■ **AIM**:
Copy the data below exactly, omitting any picture it contains.

■ **MATERIAL SUPPLIED**:
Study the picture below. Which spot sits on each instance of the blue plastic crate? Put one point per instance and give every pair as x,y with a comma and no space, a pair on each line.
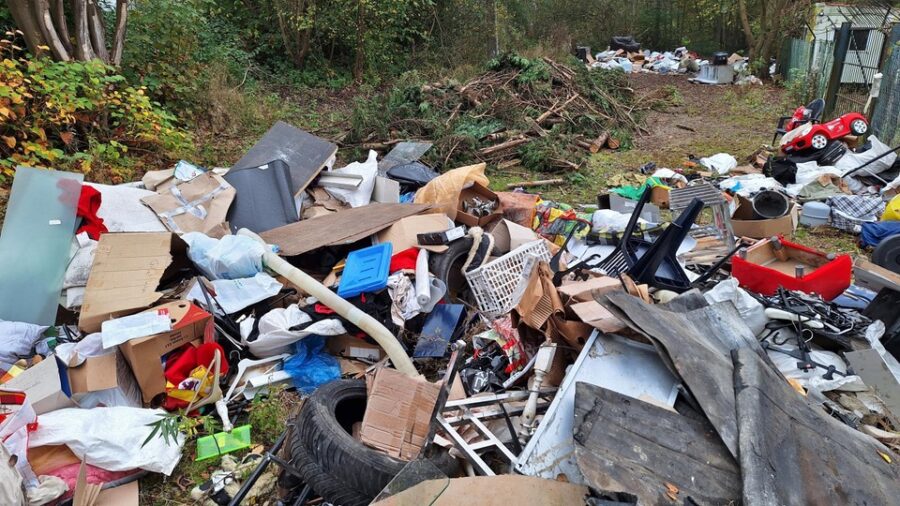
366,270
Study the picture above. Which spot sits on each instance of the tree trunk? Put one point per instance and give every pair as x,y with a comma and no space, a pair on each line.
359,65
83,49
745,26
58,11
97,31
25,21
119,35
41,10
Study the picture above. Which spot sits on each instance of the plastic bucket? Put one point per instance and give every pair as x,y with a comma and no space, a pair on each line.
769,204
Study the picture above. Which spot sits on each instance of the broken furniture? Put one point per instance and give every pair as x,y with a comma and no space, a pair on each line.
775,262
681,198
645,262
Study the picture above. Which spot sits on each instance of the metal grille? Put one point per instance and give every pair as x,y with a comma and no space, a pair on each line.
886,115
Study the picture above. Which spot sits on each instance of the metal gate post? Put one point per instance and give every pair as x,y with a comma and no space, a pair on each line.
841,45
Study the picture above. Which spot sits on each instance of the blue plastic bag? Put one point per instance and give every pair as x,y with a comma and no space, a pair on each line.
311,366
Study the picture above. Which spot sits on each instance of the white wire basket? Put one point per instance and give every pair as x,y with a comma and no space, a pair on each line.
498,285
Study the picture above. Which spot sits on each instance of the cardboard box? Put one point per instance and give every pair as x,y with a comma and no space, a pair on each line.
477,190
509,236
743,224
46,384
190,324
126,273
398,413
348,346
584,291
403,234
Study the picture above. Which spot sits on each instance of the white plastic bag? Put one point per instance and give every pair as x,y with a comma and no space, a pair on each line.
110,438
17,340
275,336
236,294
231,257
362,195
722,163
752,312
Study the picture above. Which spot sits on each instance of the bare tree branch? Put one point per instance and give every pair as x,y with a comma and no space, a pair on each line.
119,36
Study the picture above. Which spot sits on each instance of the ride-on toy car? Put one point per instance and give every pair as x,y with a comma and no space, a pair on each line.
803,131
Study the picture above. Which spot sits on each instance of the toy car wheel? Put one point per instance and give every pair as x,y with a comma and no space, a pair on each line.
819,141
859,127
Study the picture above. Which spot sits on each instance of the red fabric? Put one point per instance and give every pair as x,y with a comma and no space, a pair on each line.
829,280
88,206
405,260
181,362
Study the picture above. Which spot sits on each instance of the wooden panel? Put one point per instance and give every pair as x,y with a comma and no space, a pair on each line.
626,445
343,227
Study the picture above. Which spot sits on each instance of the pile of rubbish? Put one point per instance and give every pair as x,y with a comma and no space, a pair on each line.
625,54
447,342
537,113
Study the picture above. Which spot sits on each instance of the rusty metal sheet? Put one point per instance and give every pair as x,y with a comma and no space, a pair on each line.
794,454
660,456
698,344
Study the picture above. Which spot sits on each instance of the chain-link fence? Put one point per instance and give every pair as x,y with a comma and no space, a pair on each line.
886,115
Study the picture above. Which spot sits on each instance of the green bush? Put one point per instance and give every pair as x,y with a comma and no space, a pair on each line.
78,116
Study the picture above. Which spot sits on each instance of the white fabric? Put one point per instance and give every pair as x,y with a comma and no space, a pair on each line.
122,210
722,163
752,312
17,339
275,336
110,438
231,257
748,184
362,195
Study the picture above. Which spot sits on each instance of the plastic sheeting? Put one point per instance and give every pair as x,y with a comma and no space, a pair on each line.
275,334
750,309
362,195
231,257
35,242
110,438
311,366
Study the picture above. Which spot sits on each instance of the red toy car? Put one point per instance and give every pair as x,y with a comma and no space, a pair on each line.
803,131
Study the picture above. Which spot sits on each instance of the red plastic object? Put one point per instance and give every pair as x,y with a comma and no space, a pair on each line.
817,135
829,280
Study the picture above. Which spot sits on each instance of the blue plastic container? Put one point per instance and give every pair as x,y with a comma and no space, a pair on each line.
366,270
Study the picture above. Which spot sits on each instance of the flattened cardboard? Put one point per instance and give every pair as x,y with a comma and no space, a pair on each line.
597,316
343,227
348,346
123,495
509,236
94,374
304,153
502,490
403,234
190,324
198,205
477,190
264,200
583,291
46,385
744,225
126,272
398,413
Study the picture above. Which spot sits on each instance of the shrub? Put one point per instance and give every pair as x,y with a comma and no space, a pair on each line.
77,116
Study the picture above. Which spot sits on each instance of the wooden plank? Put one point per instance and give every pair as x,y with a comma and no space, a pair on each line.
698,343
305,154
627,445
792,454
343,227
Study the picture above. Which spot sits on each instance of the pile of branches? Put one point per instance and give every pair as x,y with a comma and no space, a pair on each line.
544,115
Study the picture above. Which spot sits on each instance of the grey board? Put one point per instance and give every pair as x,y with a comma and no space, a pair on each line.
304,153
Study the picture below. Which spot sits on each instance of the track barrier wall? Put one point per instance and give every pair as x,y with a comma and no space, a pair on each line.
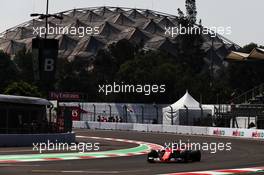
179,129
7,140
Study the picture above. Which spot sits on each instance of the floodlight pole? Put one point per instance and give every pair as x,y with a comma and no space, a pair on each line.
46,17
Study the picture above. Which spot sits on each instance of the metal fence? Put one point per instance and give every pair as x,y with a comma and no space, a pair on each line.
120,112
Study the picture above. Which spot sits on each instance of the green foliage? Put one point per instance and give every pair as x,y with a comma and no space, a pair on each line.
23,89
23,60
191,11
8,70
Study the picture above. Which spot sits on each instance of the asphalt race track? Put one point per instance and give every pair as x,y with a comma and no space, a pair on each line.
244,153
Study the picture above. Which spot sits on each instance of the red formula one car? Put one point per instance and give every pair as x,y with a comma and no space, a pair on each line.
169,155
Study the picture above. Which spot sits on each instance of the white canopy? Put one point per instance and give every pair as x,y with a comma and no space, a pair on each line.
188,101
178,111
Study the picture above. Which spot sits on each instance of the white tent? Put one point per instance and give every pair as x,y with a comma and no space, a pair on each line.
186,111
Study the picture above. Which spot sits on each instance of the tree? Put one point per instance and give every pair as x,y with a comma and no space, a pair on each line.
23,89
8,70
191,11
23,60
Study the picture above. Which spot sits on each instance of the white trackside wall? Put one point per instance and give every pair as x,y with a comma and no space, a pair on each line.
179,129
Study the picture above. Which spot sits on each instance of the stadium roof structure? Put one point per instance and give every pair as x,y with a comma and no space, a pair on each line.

■ **OUTPUT FOR THIS TASK**:
Study the picture below. Which spot sits on each instance of the blue plastic crate? Put one point per instance and give every pair as x,y with a comma and no space, a pair on each line.
366,270
Study the picture above. Which spot sits on each instance of the tree trunk? Put one point per instance and give every pair as x,y with a comma and no space, a pair on each line.
359,65
83,49
745,26
58,11
97,31
25,21
119,35
41,10
Study the picture above. Which spot sits on each instance of the plastic bucket? Put one point per instance and give every pair as x,y with a comma and no space, a pair on each line.
769,204
Study the picture above. Which spot sits on each instance of the broken furniture? Put one point per instance and give every pair as x,y with a comma and no space, a pair on each line.
775,262
681,198
645,262
Study the picture above. Which spot sits on each instance of the metal grille? Put one point per instance and give every pair as x,y with a comma and no space, a pair on each line.
886,115
Study the picture above. Which spot sits on each instance of the metal gate post? Put one point per instance and give every pair as x,y with a comma and no space, a pair on each line.
841,45
Study the picture above. Which spot sits on each instance of the blue plastic bag? Put one point per instance and give every pair as x,y with a comma and no space, a pair on each line.
311,366
Study the picture above. Which spot sits on each instance of the white wire basket? Put one point per instance and give every pair as x,y with a comma and no space, a pair on each line.
498,285
Study the picture above. Which spot sits on each instance of the cardboard box? Put one point per instance and give every pair as x,y with a comma and no space, a pair on each line.
477,190
509,236
743,224
46,384
190,324
126,273
398,413
348,346
584,291
403,234
Study the picture above. Which spot sits on each instance of the white plastic bag? Put one point per instance and give every pair as x,y with a comma and no space, a pair on each line.
110,438
17,340
275,336
236,294
231,257
362,195
722,163
752,312
Study the picture above. Which spot sits on each instance of the bare tree branch? Put one point per instance and give every pair as x,y with a comma and no space, a pair on each line.
119,36
Study the picture above. Which spot sits on each instance of the ride-on toy car? Put one point per instance and give every pair as x,y with a comma and no space, a pair on each line.
803,131
Study the picture above. Which spot sits on each instance of the toy car wheel? Put one point per instance and give every pair as x,y with a comma and no space, a pair on each line.
819,141
859,127
Study the picture above. Which spot sits on each instance of the red fabric? Put one point per instance and give every pair as x,y with a comma and no space, a pair on each line.
829,280
88,206
405,260
181,362
Study the picture above. Which spot sits on each instance of the wooden panel? Put one point per instance and give every pair as x,y with a comma and no space, a pair on each line.
626,445
343,227
Study the picture above. Which spot sits on each instance of the pile of rubbish? Put one point per instance and give every pair as x,y with a comma and no space, a pair on each line.
625,54
447,342
537,113
Study the picture above. Which spot sits on each instance of the rusty metal sheet? Put one point per instance and give every pair as x,y with a comma and no space, a pair on each line.
794,454
660,456
698,344
Study the picture above. Which spot sits on each instance of the chain-link fence? Put one point per instance and give every pair as x,y with a comma and no space, a pair on each line.
886,115
Study the picture above. Which spot sits on each instance of the green bush? Put one point per instance and give every pair as x,y with a comma and no space, a pair on each line.
78,116
Study the picture above. Which spot sits on each instance of the white fabric? Put one point per instance and give every pair as x,y with a comma and no space, a pair on each line.
122,210
722,163
752,312
17,339
275,336
110,438
231,257
748,184
362,195
Study the picture above. Which spot sits on each instance of the plastic sheeting? Put one point per instance and give every pair as x,y with a comma and no space, a pair on each line.
275,334
750,309
362,195
231,257
35,242
110,438
311,366
Study the picture above. Which spot sits on each instance of the red toy car? Put one point per instance and give every pair as x,y with a comma and no space, a pair on each line.
803,131
Study the picture above. Which spot sits on each instance of the red plastic object? Put one point per instance and give every pair as x,y with a comma and no space, a pair on each line.
817,135
829,280
Study the picture above. Which spot sits on each instance of the blue plastic container? Put one point per instance and give every pair as x,y with a comma and no space, a pair on each line.
366,270
Study the picture above. Which spot sits on each instance of the flattened cardboard? Put one point per instance and give every pair as x,y with a comma and no space, a pair on each line.
597,316
343,227
348,346
123,495
509,236
94,374
304,153
502,490
403,234
190,324
198,205
477,190
264,200
583,291
46,385
744,225
126,272
398,413
Study the picture above. Which spot sits on each instance of the shrub? Put one point per instance and give every pair as x,y with a comma and no space, a pair on each line.
77,116
Study the picture above. Which spot sits on each instance of the wooden plank? Put one point per instance and give every pair as x,y with a comma and no space, a pair on each line.
698,343
305,154
627,445
792,454
343,227
Study the picture above. Which spot sits on each instance of the pile of branches? Put one point per instance and give every pair as x,y with a comma and no space, a pair on each line.
544,115
Study the picture above. Which spot sits on each instance of the grey board? Put one point per instance and give every pair as x,y with a comma and no space, a pair on each line.
304,153
Study the picture below. Which spot sits on each instance of the track barrier wall? Put one point per instance and give every pair as x,y with a comma and no space, a pair on each line.
179,129
7,140
Study the picture above. Which spot sits on each instance of the floodlight pole? Put one point per instance and give every pair as x,y with a comma and no space, a pair on each line.
46,17
Study the picture above. Which spot sits on each instance of the metal fence? Put one point per instance and give every pair as x,y with a comma and no space, a pair on each line.
120,112
Study the picture above. Which spot sits on each instance of the green foliage? Put one point per instance and give every pair as x,y with a comma and no space, a pair on each line.
23,89
23,60
191,11
8,70
Study the picture above. Which spot sits on each instance of the asphalt race track? Put one point per instance and give every pair as x,y with a comma and no space, a pair on each line.
244,153
Study the picture above. Which spot sits on each instance of the red formula one car? Put one point per instance and give every pair as x,y with a comma and no space, a pair on each line.
169,155
Study the picture above. Which spot sits on each instance of the white canopy? Put one point per instance and give every pair as x,y with a comma and no space, a pair on each line.
188,101
178,111
Study the picture above. Which spot sits on each instance of the white tent? Put one point per instance and give every pair as x,y with a comma and no space, a pair on each line.
186,111
Study the picture above. Which spot sits on each instance of the tree? Put one point per instance and give every pair as x,y with a comma and no space, a pair on each line.
23,89
8,70
191,11
23,60
Study the picture above. Which spot sits on each instance of the white trackside wall? Put one point per instance and give every pair as x,y with a comma and no space, a pair on each line.
179,129
Study the picture above. Which spot sits on each instance of the stadium roof structure? Put one point per instance and give every pair as x,y with a comma and no space, a pair on each line.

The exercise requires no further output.